Report every line in the records below that contains the word "JSON", copying each such line in full.

--- Material ---

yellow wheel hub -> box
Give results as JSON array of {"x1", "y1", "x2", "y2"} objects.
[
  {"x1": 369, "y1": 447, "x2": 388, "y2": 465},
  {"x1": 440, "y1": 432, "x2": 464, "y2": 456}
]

---

* **Correct output**
Give results as JSON array of {"x1", "y1", "x2", "y2"} objects.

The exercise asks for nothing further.